RECORDS PROVIDED ::
::::

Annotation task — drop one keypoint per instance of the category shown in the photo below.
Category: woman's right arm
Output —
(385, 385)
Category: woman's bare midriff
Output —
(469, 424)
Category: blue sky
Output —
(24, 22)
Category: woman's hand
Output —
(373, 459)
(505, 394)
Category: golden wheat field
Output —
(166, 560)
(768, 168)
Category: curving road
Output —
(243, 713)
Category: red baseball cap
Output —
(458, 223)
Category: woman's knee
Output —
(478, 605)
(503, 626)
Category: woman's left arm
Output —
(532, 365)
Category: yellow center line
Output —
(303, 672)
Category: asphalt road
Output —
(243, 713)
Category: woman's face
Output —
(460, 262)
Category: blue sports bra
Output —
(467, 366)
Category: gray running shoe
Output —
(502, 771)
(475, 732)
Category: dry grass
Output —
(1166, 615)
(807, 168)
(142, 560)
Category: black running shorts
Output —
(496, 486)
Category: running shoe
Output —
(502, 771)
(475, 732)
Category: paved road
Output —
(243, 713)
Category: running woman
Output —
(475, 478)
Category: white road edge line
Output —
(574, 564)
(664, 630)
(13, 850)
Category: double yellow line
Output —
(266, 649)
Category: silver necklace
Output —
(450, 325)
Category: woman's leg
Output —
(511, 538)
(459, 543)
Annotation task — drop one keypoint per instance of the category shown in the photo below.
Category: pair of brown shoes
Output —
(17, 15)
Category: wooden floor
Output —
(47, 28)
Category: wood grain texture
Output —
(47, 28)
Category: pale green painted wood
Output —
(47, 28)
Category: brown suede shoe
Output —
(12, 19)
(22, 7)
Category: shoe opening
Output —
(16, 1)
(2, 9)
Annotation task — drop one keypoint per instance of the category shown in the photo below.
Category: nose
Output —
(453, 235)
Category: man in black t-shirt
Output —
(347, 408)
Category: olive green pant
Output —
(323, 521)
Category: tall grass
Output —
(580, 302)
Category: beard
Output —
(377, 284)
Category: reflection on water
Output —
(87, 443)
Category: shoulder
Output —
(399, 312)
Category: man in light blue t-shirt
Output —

::::

TASK :: Copy all the records above again, changing "Output" to "Result" everywhere it appears and leaving everything else the same.

RESPONSE FOR THIS EXERCISE ::
Annotation task — drop one keypoint per instance of the category shown in the photo below.
Category: woman's right arm
Result —
(385, 385)
Category: woman's bare midriff
Result —
(469, 424)
Category: blue sky
Result —
(24, 22)
Category: woman's hand
Result —
(373, 459)
(505, 394)
Category: golden wheat field
Result —
(166, 560)
(768, 168)
Category: curving road
Result —
(243, 713)
Category: red baseball cap
Result —
(458, 223)
Category: woman's knee
Result —
(478, 605)
(503, 626)
Category: woman's left arm
Result —
(532, 365)
Category: yellow center line
Result —
(303, 672)
Category: asphalt road
Result —
(243, 713)
Category: woman's face
Result —
(460, 262)
Category: blue sports bra
Result —
(467, 366)
Category: gray running shoe
Result —
(502, 771)
(475, 732)
Category: dry grass
Result —
(1166, 615)
(807, 168)
(142, 560)
Category: black running shorts
Result —
(496, 486)
Category: running shoe
Result —
(502, 771)
(475, 732)
Category: paved road
Result —
(243, 713)
Category: running woman
Result —
(475, 478)
Category: white road edge line
Result —
(574, 564)
(664, 630)
(13, 850)
Category: double yellow line
Result —
(266, 649)
Category: silver necklace
Result —
(450, 325)
Category: woman's leg
Result —
(511, 538)
(459, 543)
Annotation task — drop one keypoint per instance of the category shown in the photo below.
Category: pair of brown shoes
Result —
(17, 15)
Category: wooden floor
Result —
(47, 28)
Category: wood grain texture
Result —
(47, 28)
Category: pale green painted wood
Result —
(47, 28)
Category: brown suede shoe
Result —
(12, 19)
(22, 7)
Category: shoe opening
Result —
(16, 1)
(2, 9)
Annotation task — drop one keypoint per instance of the category shown in the photo below.
Category: nose
Result —
(453, 235)
Category: man in black t-shirt
Result —
(347, 408)
Category: olive green pant
Result —
(323, 521)
Category: tall grass
Result —
(580, 302)
Category: beard
Result —
(377, 284)
Category: reflection on water
Result —
(87, 443)
Category: shoulder
Result —
(399, 312)
Category: man in light blue t-shirt
Result —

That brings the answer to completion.